Gegebener Text
# # # # #
Im Unterricht meiner zweiten Fremdsprache war leider komplett gegenteiliges der Fall. Ab der siebten Klasse belegte ich Französisch als meine zweite Fremdsprache. Die Unterrichtsstunden bestanden aus Übersetzungen vom Französischen ins Deutsche, Dialoge auf Französisch wurden auf CD vorgespielt und anschließend von den Schüler*innen aus dem Buch laut vorgelesen um so die korrekte Aussprache zu üben. Die Tests bauten ebenfalls auf Übersetzungen aus Texten aus dem Schulbuch vom Deutschen ins Französische auf. Der einzig funktionale Charakter war hier in dem zweiwöchigen Schüler*innenaustausch mit einer französischen Partnerschule zu sehen, bei dem Sprachbarrieren aber auch gerne von beiden Seiten durch den Austausch auf Englisch überwunden wurden.
# # # # #
Deine Aufgabe
Überarbeite im Text über den Französischunterricht das Stück von „Im Unterricht meiner“ bis „Englisch überwunden wurden.“ und setze dabei „Kassette“ anstelle von „CD“ ein. Die Zeilen haben mit dem Text nichts zu tun.

Vorliegende Zeilen
# # # # #
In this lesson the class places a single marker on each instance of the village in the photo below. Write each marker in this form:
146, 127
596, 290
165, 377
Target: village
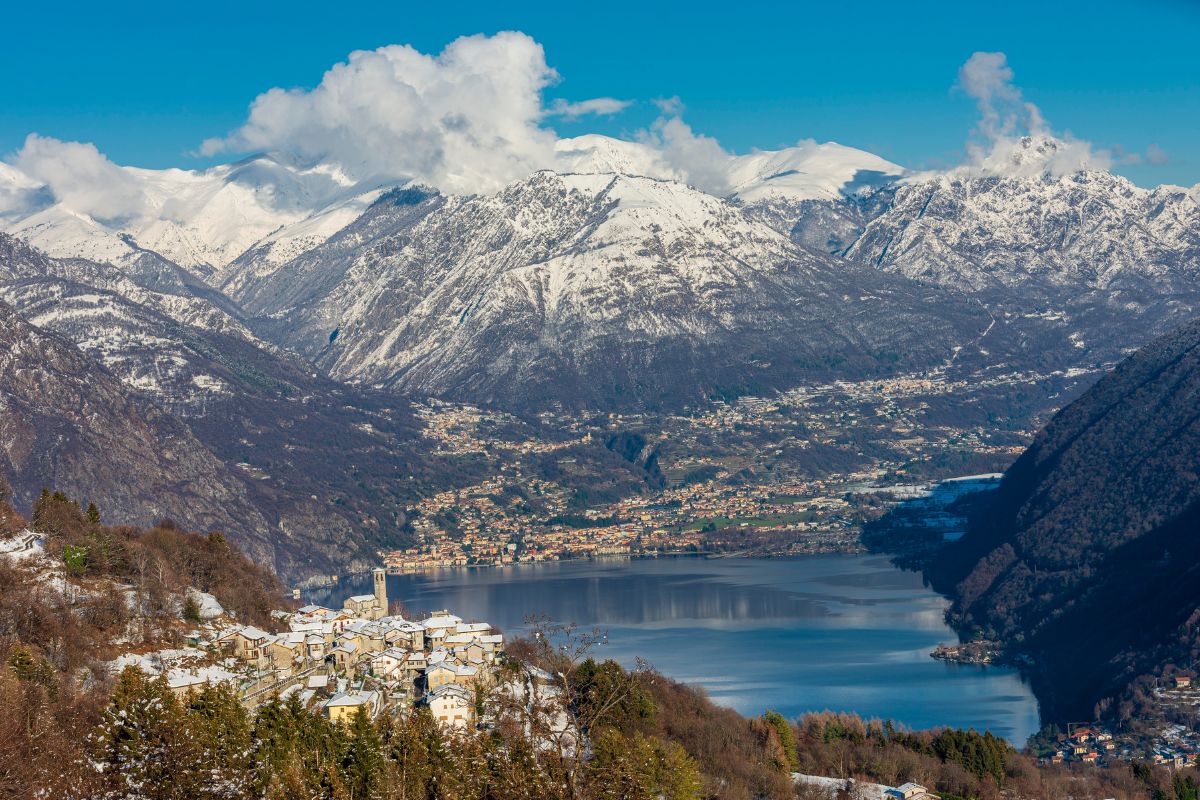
797, 473
340, 661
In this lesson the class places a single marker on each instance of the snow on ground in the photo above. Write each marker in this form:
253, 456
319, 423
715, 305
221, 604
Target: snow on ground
834, 785
209, 606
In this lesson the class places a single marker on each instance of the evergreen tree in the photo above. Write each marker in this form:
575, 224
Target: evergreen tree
143, 744
363, 763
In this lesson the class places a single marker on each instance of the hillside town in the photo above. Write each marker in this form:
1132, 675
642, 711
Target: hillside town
797, 473
340, 660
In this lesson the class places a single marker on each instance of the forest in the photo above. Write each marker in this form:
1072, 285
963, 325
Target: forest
76, 729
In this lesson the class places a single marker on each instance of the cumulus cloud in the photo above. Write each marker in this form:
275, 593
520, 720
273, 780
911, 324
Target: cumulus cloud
1013, 137
465, 120
81, 176
600, 106
699, 158
1156, 155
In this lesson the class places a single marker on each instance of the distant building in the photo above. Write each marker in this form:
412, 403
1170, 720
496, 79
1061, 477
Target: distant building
451, 705
373, 606
343, 705
910, 792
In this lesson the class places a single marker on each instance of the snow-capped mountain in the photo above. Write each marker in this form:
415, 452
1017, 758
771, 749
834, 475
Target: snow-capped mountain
199, 220
1085, 229
595, 277
66, 422
588, 288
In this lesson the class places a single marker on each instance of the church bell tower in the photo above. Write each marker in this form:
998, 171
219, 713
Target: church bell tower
381, 585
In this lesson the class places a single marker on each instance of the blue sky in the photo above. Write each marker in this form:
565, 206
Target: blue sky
148, 83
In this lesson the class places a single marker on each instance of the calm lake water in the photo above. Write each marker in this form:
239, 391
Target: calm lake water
843, 632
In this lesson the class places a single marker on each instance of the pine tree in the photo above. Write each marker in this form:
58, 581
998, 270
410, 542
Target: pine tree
143, 746
363, 763
223, 734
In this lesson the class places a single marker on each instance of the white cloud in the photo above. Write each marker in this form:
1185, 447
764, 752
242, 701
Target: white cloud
81, 176
1157, 156
1013, 137
699, 158
465, 120
601, 106
670, 106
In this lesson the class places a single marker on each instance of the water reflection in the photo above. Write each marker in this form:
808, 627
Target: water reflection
796, 635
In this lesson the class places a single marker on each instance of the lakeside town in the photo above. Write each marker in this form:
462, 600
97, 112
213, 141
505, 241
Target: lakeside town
803, 471
339, 660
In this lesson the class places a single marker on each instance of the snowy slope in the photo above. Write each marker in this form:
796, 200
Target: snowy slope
588, 288
807, 172
201, 220
1085, 229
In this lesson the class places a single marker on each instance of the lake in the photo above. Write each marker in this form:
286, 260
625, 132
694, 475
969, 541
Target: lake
843, 632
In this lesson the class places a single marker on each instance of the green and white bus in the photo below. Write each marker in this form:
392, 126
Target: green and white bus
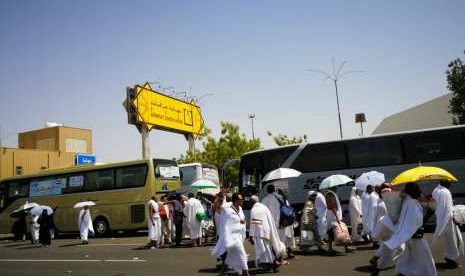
120, 191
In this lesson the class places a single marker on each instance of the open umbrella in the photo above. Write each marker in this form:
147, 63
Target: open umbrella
203, 184
23, 210
423, 173
211, 191
37, 211
83, 203
372, 178
334, 180
280, 173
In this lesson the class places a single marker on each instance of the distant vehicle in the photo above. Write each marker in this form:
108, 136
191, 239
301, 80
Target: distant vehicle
120, 191
195, 171
389, 154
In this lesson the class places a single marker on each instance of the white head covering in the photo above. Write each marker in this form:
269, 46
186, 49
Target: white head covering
255, 198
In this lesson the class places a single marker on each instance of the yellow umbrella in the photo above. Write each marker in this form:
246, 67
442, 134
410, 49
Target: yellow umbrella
423, 173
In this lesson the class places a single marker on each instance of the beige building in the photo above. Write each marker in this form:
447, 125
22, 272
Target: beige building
431, 114
42, 149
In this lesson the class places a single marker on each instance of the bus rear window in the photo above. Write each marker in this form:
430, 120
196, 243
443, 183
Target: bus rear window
166, 170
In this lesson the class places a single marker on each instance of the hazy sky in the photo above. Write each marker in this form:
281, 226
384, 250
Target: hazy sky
70, 62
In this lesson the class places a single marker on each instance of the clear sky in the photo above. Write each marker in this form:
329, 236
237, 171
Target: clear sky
70, 61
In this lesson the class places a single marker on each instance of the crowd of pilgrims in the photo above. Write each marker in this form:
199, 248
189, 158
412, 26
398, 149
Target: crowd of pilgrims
391, 219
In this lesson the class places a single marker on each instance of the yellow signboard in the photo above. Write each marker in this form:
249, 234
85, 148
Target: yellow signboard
159, 111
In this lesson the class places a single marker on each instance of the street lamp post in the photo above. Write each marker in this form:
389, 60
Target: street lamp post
251, 117
335, 77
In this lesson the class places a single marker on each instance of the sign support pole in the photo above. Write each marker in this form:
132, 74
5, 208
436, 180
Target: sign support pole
145, 143
190, 139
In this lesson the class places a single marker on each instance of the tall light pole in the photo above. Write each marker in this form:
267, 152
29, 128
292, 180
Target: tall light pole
335, 77
251, 117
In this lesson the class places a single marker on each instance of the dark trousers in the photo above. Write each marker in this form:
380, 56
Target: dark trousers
178, 237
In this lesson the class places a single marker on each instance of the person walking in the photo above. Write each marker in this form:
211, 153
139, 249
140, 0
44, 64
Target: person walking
165, 221
154, 224
232, 237
334, 214
447, 230
264, 236
45, 223
85, 224
416, 259
355, 211
192, 209
178, 218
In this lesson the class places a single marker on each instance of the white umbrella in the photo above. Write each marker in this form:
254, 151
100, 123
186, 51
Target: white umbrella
203, 184
211, 191
334, 180
372, 178
83, 203
281, 173
37, 211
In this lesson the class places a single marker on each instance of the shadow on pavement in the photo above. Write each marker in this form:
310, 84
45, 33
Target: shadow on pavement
71, 244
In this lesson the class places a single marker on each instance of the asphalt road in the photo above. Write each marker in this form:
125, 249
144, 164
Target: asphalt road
127, 256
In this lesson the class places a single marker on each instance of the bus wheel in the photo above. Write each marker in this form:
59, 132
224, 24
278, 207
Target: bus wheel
102, 227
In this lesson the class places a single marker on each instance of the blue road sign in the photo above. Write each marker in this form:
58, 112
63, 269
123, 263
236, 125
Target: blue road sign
83, 159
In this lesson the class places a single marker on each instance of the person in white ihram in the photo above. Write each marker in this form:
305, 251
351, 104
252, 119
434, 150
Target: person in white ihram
85, 224
232, 236
264, 236
154, 223
191, 209
355, 211
446, 227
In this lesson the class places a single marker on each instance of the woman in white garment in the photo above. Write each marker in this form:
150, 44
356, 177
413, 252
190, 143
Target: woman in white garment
355, 211
334, 214
85, 224
154, 222
416, 258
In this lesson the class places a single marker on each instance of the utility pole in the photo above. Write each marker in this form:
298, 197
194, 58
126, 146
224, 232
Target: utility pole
335, 76
251, 117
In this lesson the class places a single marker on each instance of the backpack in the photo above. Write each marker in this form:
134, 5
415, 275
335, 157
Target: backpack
# # # # #
Die Antwort
Im Unterricht meiner zweiten Fremdsprache war leider komplett gegenteiliges der Fall. Ab der siebten Klasse belegte ich Französisch als meine zweite Fremdsprache. Die Unterrichtsstunden bestanden aus Übersetzungen vom Französischen ins Deutsche, Dialoge auf Französisch wurden auf Kassette vorgespielt und anschließend von den Schüler*innen aus dem Buch laut vorgelesen um so die korrekte Aussprache zu üben. Die Tests bauten ebenfalls auf Übersetzungen aus Texten aus dem Schulbuch vom Deutschen ins Französische auf. Der einzig funktionale Charakter war hier in dem zweiwöchigen Schüler*innenaustausch mit einer französischen Partnerschule zu sehen, bei dem Sprachbarrieren aber auch gerne von beiden Seiten durch den Austausch auf Englisch überwunden wurden.